Put every line of the material below into a numbered list, leaving out any blank lines.

● ● ● ● ● ● ●

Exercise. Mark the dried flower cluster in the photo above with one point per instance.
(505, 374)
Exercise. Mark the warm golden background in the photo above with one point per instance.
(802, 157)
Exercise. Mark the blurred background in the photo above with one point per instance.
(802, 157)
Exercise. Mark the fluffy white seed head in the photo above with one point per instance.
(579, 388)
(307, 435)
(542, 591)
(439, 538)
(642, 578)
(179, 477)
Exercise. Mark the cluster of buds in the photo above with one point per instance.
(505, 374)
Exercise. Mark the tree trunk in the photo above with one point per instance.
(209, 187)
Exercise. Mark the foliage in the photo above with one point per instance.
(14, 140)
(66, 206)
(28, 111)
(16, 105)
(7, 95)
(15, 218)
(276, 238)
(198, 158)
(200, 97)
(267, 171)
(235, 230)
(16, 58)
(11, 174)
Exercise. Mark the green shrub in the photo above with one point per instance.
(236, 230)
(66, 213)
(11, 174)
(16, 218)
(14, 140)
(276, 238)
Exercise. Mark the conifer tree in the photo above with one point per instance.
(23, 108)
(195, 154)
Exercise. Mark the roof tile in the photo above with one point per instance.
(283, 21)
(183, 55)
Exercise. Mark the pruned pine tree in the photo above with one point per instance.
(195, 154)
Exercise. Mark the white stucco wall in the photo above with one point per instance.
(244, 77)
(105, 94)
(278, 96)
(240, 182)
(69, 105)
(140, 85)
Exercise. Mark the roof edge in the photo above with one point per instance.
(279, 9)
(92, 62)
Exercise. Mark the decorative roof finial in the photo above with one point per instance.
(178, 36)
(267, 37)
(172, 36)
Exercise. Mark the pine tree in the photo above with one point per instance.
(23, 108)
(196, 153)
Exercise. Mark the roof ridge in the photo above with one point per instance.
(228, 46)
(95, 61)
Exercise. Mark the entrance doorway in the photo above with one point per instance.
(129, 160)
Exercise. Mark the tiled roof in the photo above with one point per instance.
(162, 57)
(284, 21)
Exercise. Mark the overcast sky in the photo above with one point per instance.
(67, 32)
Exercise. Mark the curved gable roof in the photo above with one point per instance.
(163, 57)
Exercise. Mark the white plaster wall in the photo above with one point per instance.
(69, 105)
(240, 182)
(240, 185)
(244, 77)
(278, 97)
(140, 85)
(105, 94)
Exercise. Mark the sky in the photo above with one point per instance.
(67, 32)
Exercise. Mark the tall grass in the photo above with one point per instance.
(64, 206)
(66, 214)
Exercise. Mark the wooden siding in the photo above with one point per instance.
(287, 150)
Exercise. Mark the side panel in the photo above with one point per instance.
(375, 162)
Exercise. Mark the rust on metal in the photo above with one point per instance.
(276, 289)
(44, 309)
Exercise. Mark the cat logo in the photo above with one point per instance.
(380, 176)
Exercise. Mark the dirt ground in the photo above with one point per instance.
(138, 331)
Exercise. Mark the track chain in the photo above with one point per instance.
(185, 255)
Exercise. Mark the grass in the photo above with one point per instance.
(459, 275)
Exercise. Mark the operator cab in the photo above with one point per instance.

● ● ● ● ● ● ●

--- SOLVED PROBLEM ---
1. Exercise. Mark the dried flower cluster in the photo above with one point per instance.
2. (505, 374)
3. Exercise. Mark the warm golden background in the photo above with one point per instance.
4. (802, 157)
5. Exercise. Mark the blurred background in the photo above with one point per instance.
6. (802, 157)
7. Exercise. Mark the fluffy white seed head in the photo above with one point per instance.
8. (579, 388)
9. (307, 435)
10. (542, 591)
11. (439, 538)
12. (642, 578)
13. (179, 477)
14. Exercise. Mark the cluster of buds in the photo above with one point per instance.
15. (505, 374)
16. Exercise. Mark the tree trunk in the photo above with one point per instance.
17. (209, 187)
18. Exercise. Mark the foliage in the photo above with one point per instance.
19. (14, 140)
20. (66, 206)
21. (28, 111)
22. (16, 105)
23. (7, 95)
24. (15, 218)
25. (276, 238)
26. (198, 158)
27. (200, 97)
28. (267, 171)
29. (235, 230)
30. (16, 58)
31. (11, 174)
32. Exercise. Mark the green shrub in the photo above with one point per instance.
33. (236, 230)
34. (66, 213)
35. (11, 174)
36. (16, 218)
37. (14, 140)
38. (276, 238)
39. Exercise. Mark the conifer tree in the photo above with one point per instance.
40. (23, 108)
41. (195, 154)
42. Exercise. Mark the roof tile in the photo above with one point per instance.
43. (283, 21)
44. (183, 55)
45. Exercise. Mark the pruned pine tree in the photo above with one point per instance.
46. (195, 154)
47. Exercise. Mark the white stucco wall in the photo above with one point per instance.
48. (244, 77)
49. (105, 94)
50. (278, 96)
51. (240, 182)
52. (69, 105)
53. (140, 85)
54. Exercise. Mark the roof edge in the photo above with one point per instance.
55. (279, 9)
56. (92, 62)
57. Exercise. Mark the decorative roof finial in the photo above with one point per instance.
58. (178, 36)
59. (267, 37)
60. (172, 36)
61. Exercise. Mark the pine tree in the photo above with one point per instance.
62. (23, 108)
63. (196, 153)
64. Exercise. Mark the roof ridge in the photo above with one point per instance.
65. (228, 46)
66. (95, 61)
67. Exercise. Mark the entrance doorway in the photo above with one point per instance.
68. (129, 160)
69. Exercise. Mark the tiled roof in the photo above with one point per instance.
70. (162, 57)
71. (284, 21)
72. Exercise. Mark the overcast sky in the photo above with one point per instance.
73. (67, 32)
74. Exercise. Mark the curved gable roof in the photo above with one point per instance.
75. (163, 57)
76. Exercise. Mark the white plaster wall in the photo above with one point per instance.
77. (69, 105)
78. (240, 182)
79. (240, 185)
80. (244, 77)
81. (278, 97)
82. (140, 85)
83. (105, 94)
84. Exercise. Mark the sky in the photo above with one point per instance.
85. (67, 32)
86. Exercise. Mark the tall grass in the photo above with one point per instance.
87. (64, 206)
88. (66, 214)
89. Exercise. Mark the wooden siding in the photo above with one point per instance.
90. (287, 150)
91. Exercise. Mark the side panel in the photo above with one point per instance.
92. (375, 162)
93. Exercise. Mark the rust on metal in the photo above with one point per instance.
94. (276, 289)
95. (44, 309)
96. Exercise. Mark the cat logo in the photo above with one point per instance.
97. (380, 176)
98. Exercise. Mark the dirt ground in the photo above with one point per instance.
99. (138, 331)
100. Exercise. Mark the track chain in the photo above with one point per instance.
101. (185, 255)
102. Exercise. Mark the grass in the photo above with one point per instance.
103. (459, 275)
104. Exercise. Mark the operator cab in the photo above with one point per instance.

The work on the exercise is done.